## Stated task
Please gather every line in the listing below that contains the string "hand". Uppercase and lowercase letters count as different.

================================

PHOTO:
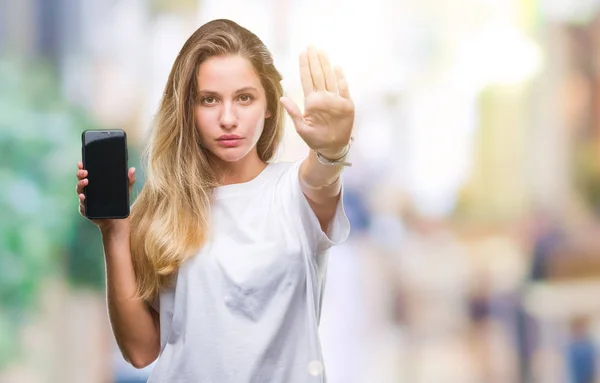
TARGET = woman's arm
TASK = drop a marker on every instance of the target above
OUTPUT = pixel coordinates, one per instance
(134, 323)
(326, 126)
(321, 185)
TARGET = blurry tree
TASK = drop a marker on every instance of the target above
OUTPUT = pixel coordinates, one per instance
(41, 232)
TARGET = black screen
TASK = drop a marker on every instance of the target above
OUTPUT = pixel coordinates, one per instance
(105, 159)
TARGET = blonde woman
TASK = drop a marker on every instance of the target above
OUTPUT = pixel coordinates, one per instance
(219, 271)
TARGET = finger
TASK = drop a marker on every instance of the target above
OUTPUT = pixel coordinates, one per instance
(81, 174)
(330, 80)
(305, 78)
(293, 110)
(342, 83)
(315, 69)
(131, 176)
(81, 184)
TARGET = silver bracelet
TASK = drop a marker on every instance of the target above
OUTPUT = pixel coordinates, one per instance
(338, 161)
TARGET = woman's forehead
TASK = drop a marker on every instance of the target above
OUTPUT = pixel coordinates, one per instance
(227, 73)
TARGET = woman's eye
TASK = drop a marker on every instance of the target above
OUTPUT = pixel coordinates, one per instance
(209, 100)
(245, 98)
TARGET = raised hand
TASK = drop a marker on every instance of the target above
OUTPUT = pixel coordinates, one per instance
(328, 118)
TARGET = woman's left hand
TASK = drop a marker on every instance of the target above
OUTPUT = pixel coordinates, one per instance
(327, 122)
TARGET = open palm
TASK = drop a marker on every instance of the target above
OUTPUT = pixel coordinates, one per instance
(326, 124)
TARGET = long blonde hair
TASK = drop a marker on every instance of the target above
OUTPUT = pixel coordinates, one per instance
(170, 218)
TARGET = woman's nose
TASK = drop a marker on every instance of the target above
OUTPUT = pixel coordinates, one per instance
(228, 118)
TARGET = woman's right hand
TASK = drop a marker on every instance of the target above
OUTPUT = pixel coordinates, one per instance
(82, 181)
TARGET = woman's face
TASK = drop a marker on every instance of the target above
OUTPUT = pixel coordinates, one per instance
(231, 107)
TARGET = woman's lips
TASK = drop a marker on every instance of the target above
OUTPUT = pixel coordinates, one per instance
(229, 140)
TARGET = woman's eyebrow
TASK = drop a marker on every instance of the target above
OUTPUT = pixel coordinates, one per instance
(244, 89)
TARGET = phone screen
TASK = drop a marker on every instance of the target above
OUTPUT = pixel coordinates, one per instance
(104, 155)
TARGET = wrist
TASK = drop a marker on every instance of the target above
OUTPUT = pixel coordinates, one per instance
(114, 228)
(334, 153)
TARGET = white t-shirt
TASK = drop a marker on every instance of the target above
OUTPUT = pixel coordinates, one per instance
(246, 308)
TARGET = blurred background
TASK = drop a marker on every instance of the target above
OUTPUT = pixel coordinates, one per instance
(474, 195)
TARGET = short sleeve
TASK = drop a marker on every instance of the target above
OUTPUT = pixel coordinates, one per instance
(304, 217)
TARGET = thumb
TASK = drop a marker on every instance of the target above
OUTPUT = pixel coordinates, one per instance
(293, 110)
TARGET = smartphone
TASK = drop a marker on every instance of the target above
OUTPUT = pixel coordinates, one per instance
(104, 156)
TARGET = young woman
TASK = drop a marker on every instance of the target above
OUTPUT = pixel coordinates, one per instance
(219, 271)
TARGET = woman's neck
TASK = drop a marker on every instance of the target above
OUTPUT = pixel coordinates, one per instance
(241, 171)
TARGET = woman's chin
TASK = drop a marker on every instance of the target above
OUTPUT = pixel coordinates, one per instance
(230, 154)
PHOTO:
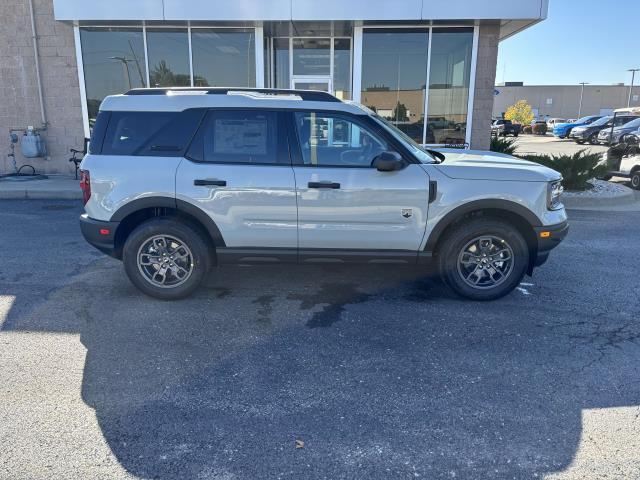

================================

## Written solution
TARGET = raised hand
TARGET = woman's left hand
TARGET = woman's right hand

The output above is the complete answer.